With pictures removed, print the listing exactly.

[Opening Material shown section]

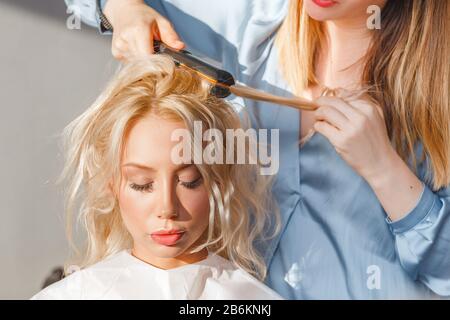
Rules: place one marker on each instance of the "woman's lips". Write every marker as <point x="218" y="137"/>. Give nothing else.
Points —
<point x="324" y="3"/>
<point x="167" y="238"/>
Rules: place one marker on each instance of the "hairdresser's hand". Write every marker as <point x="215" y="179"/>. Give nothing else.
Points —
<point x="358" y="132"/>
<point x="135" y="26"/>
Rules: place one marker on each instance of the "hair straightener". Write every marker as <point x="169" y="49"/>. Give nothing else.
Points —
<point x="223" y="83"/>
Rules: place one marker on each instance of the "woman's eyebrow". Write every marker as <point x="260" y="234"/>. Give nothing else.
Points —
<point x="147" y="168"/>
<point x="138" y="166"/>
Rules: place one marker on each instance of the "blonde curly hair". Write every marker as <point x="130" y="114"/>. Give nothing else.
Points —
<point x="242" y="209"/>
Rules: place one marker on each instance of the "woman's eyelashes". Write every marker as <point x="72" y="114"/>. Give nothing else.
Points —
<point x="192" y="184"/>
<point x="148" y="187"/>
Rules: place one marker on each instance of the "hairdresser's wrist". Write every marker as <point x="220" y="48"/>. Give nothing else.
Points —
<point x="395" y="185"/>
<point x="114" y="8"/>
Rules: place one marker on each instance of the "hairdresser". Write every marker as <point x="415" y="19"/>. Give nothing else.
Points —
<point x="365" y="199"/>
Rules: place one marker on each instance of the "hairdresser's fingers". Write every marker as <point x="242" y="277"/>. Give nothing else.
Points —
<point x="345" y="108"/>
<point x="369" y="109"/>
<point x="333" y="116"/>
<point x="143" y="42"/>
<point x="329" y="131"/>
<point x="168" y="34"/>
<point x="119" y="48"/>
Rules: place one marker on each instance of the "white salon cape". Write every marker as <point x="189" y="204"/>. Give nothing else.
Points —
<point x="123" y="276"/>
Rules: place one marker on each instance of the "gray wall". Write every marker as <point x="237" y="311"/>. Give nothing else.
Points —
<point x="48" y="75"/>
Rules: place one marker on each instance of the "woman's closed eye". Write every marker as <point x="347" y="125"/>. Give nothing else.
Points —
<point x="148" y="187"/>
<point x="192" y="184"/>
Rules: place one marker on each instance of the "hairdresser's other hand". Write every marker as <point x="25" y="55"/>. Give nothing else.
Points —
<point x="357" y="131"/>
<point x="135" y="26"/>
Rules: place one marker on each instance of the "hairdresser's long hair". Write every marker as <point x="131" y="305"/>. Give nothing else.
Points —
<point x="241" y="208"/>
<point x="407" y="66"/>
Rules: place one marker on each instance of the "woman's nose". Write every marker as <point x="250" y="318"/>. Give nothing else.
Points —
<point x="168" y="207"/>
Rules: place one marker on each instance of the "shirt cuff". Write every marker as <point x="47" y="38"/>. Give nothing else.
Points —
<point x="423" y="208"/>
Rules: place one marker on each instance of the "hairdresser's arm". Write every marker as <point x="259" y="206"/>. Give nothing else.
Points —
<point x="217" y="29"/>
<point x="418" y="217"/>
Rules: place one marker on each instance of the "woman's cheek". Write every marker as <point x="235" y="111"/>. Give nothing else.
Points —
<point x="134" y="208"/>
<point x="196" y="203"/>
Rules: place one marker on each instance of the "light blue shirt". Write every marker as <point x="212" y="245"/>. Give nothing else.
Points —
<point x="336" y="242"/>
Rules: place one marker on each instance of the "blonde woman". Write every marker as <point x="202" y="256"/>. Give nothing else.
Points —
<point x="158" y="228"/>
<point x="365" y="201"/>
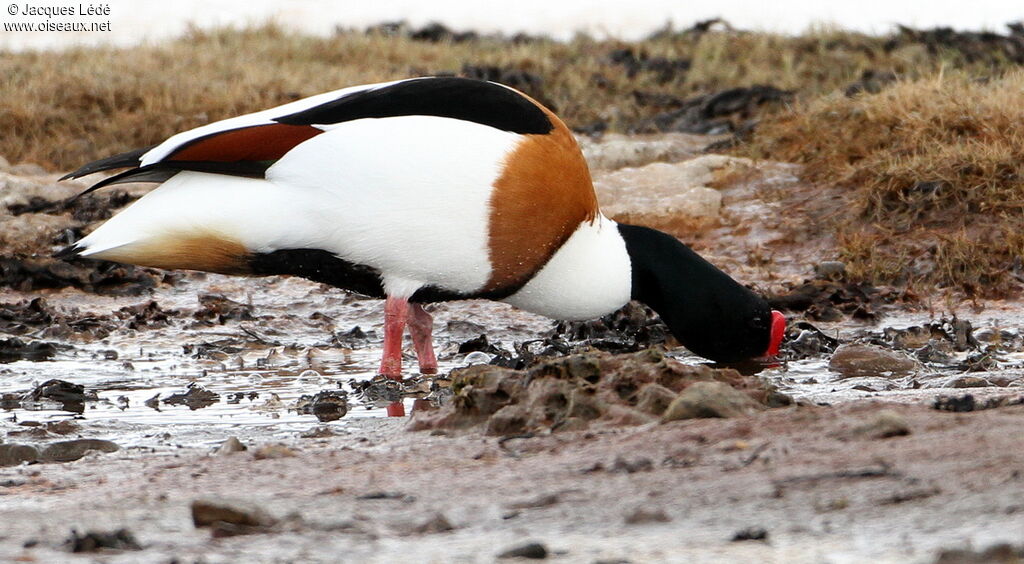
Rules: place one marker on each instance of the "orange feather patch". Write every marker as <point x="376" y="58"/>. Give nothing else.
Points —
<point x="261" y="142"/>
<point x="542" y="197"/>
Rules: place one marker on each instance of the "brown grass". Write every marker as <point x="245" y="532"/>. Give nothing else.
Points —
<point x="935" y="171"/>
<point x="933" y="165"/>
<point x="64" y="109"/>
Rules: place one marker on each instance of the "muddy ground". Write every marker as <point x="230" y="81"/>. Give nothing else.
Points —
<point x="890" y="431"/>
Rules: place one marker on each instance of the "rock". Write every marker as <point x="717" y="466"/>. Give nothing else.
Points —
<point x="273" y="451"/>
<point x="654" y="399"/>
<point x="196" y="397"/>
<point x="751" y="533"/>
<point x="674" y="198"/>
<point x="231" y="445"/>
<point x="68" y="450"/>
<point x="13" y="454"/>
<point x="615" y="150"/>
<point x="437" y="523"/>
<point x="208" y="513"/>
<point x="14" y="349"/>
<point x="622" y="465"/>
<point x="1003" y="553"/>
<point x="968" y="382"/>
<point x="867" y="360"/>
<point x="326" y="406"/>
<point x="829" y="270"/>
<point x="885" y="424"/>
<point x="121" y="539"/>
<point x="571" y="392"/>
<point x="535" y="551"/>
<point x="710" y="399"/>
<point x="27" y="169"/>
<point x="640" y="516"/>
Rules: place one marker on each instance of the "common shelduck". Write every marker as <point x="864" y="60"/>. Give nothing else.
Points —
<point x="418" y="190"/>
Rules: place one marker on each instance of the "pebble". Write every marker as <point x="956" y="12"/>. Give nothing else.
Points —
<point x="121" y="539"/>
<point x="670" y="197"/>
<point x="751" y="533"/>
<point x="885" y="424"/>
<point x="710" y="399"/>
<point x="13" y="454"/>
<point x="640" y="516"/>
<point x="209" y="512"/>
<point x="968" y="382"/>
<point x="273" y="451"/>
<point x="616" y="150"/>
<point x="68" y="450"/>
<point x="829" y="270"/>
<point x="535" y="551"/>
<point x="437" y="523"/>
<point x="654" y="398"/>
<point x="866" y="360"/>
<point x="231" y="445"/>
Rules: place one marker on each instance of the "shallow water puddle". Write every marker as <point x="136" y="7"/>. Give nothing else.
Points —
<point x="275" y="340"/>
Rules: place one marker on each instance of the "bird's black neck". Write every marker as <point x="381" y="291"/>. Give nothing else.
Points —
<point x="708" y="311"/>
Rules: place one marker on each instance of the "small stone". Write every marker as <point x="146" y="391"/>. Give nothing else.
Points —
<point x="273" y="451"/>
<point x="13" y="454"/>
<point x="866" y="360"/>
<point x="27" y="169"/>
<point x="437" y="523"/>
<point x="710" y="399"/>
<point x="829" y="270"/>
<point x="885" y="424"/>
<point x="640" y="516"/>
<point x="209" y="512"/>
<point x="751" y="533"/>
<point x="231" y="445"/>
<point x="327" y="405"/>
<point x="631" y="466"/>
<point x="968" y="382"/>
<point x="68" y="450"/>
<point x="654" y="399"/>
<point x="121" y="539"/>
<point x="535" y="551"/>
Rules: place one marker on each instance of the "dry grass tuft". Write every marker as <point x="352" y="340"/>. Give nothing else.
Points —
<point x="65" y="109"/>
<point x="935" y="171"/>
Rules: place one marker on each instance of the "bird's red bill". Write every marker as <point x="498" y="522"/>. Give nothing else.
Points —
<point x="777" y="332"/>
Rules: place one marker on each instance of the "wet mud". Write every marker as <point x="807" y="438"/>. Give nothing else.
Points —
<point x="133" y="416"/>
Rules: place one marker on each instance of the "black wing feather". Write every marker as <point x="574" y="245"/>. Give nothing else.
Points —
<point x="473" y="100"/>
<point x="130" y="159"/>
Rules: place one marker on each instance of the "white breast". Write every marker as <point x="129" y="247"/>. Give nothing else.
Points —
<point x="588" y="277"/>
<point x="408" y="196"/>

[Closing Material shown section]

Exercise result.
Rules: place one marker on each instance of the "woman's lips". Write every marker as <point x="218" y="137"/>. Give nothing else.
Points —
<point x="324" y="3"/>
<point x="167" y="238"/>
Rules: place one marker on each instance of the "hairdresser's hand". Write every marker as <point x="215" y="179"/>. Give nothing else.
Points —
<point x="358" y="132"/>
<point x="135" y="26"/>
Rules: place one marker on each instance of the "hair straightener". Write every marker as <point x="169" y="49"/>. Give nothing else.
Points —
<point x="223" y="83"/>
Rules: place one marker on each instance of the "woman's eyebrow". Write every marker as <point x="260" y="234"/>. Give nothing else.
Points —
<point x="147" y="168"/>
<point x="138" y="166"/>
Rules: place one marker on each instance of the "blonde curly hair". Write every marker as <point x="130" y="114"/>. Give nothing else.
Points —
<point x="242" y="209"/>
Rules: place one marker on each instance of the "woman's eyelashes". Write every marker as <point x="72" y="114"/>. Give nothing else.
Points —
<point x="192" y="184"/>
<point x="148" y="187"/>
Rules: place one marker on each instance of the "hairdresser's wrist". Write every marker as <point x="220" y="48"/>. Give nothing else.
Points —
<point x="395" y="185"/>
<point x="114" y="8"/>
Rules: place one marker on each instance of the "hairdresser". Write every marker as <point x="415" y="19"/>. Give nothing else.
Points —
<point x="365" y="199"/>
Rules: place one marker on each instance of the "hairdresser's fingers". Write every marker as <point x="242" y="277"/>. Give nothing else.
Points —
<point x="345" y="108"/>
<point x="369" y="109"/>
<point x="333" y="116"/>
<point x="143" y="42"/>
<point x="329" y="131"/>
<point x="168" y="34"/>
<point x="119" y="48"/>
Rules: place one marker on each instance of the "white salon cape". Write every marker as <point x="189" y="204"/>. Give nothing else.
Points —
<point x="123" y="276"/>
Rules: place one marker on each instance of the "gray wall". Write every marker as <point x="237" y="311"/>. Give nothing else.
Points —
<point x="48" y="75"/>
Rules: place one marker on each instance of the "woman's closed eye". Write every marker as <point x="347" y="125"/>. Give nothing else.
Points —
<point x="148" y="187"/>
<point x="192" y="184"/>
Rules: place one marker on each instance of the "hairdresser's other hand". Write every marker as <point x="25" y="55"/>. Give nothing else.
Points —
<point x="357" y="131"/>
<point x="135" y="26"/>
Rules: place one marker on each instance of the "hairdresser's long hair". Write every marker as <point x="131" y="305"/>. Give nothing else.
Points —
<point x="241" y="208"/>
<point x="407" y="66"/>
Rules: place one marker on each instance of the "woman's nose". Write every marker as <point x="250" y="318"/>. Give nothing else.
Points —
<point x="168" y="207"/>
Rules: place one marker on each instance of the "shirt cuff". Write every marker as <point x="47" y="38"/>. Give nothing else.
Points —
<point x="423" y="208"/>
Rules: place one marker on each instance of the "hairdresser's arm". Write every marker as <point x="259" y="206"/>. Give nothing else.
Points —
<point x="217" y="29"/>
<point x="418" y="217"/>
Rules: place one marker on each instance of the "woman's cheek". Write every marker as <point x="235" y="111"/>. Give nothing else.
Points —
<point x="134" y="208"/>
<point x="196" y="203"/>
Rules: place one marker on each instance of the "light blue shirt". Write every marker as <point x="212" y="245"/>. Give nothing else.
Points —
<point x="336" y="242"/>
Rules: place one marker on each instance of the "blonde woman". Write every marker as <point x="202" y="256"/>. Give nothing else.
Points —
<point x="158" y="228"/>
<point x="365" y="201"/>
Rules: place one marker on each instance of the "orange feather patch". Write every marker as <point x="376" y="58"/>. Give nothing else.
Points —
<point x="261" y="142"/>
<point x="542" y="197"/>
Rules: place one marker on each instance of the "brown grass". Write every marker as <point x="245" y="532"/>. Give nothing else.
Points —
<point x="935" y="171"/>
<point x="933" y="165"/>
<point x="64" y="109"/>
Rules: place one marker on each instance of the "muddy ground". Write every marker as <point x="230" y="81"/>. Give nothing else.
Points —
<point x="890" y="431"/>
Rules: place one marker on each instance of the "rock". Write every marker as <point x="717" y="466"/>. Give nothing else.
Points —
<point x="273" y="451"/>
<point x="654" y="399"/>
<point x="196" y="397"/>
<point x="751" y="533"/>
<point x="674" y="198"/>
<point x="231" y="445"/>
<point x="68" y="450"/>
<point x="13" y="454"/>
<point x="615" y="150"/>
<point x="437" y="523"/>
<point x="208" y="513"/>
<point x="14" y="349"/>
<point x="622" y="465"/>
<point x="1003" y="553"/>
<point x="968" y="382"/>
<point x="867" y="360"/>
<point x="326" y="406"/>
<point x="829" y="270"/>
<point x="885" y="424"/>
<point x="121" y="539"/>
<point x="571" y="392"/>
<point x="535" y="551"/>
<point x="710" y="399"/>
<point x="27" y="169"/>
<point x="640" y="516"/>
Rules: place one marker on each instance of the "common shelduck". Write every marker as <point x="864" y="60"/>. Give nothing else.
Points —
<point x="418" y="190"/>
Rules: place one marker on each instance of the "pebble". Write every marker as <point x="956" y="12"/>. Give nothing else.
Points —
<point x="121" y="539"/>
<point x="670" y="197"/>
<point x="751" y="533"/>
<point x="885" y="424"/>
<point x="710" y="399"/>
<point x="13" y="454"/>
<point x="640" y="516"/>
<point x="209" y="512"/>
<point x="968" y="382"/>
<point x="273" y="451"/>
<point x="616" y="150"/>
<point x="68" y="450"/>
<point x="829" y="270"/>
<point x="535" y="551"/>
<point x="437" y="523"/>
<point x="654" y="398"/>
<point x="866" y="360"/>
<point x="231" y="445"/>
Rules: place one marker on each instance of the "shallow water puddle". Write every marker as <point x="136" y="7"/>. Give nothing else.
Points —
<point x="275" y="340"/>
Rules: place one marker on each instance of the "bird's black neck". Write every marker as <point x="381" y="291"/>. Give nothing else.
Points —
<point x="708" y="311"/>
Rules: place one marker on each instance of the "small stone". Write every marker as <point x="146" y="391"/>. Give nothing else.
Points —
<point x="273" y="451"/>
<point x="13" y="454"/>
<point x="866" y="360"/>
<point x="27" y="169"/>
<point x="437" y="523"/>
<point x="710" y="399"/>
<point x="829" y="270"/>
<point x="885" y="424"/>
<point x="640" y="516"/>
<point x="209" y="512"/>
<point x="751" y="533"/>
<point x="231" y="445"/>
<point x="327" y="405"/>
<point x="631" y="466"/>
<point x="968" y="382"/>
<point x="68" y="450"/>
<point x="654" y="399"/>
<point x="121" y="539"/>
<point x="535" y="551"/>
Rules: place one marker on each instance of the "dry grass tuft". Write every marker as <point x="352" y="340"/>. Give nothing else.
Points —
<point x="65" y="109"/>
<point x="935" y="171"/>
Rules: place one marker on each instance of the "bird's red bill". Write every marker as <point x="498" y="522"/>. Give nothing else.
Points —
<point x="777" y="332"/>
Rules: place one marker on each instance of the "wet mud". Write every marker as <point x="807" y="438"/>. Give nothing else.
Points —
<point x="133" y="416"/>
Rules: place one marker on each instance of the "black wing feather". Write every marker as <point x="574" y="245"/>. Give nothing else.
Points —
<point x="473" y="100"/>
<point x="130" y="159"/>
Rules: place one marker on each instance of the "white breast". Write every marker as <point x="129" y="247"/>. Give nothing else.
Points —
<point x="588" y="277"/>
<point x="408" y="196"/>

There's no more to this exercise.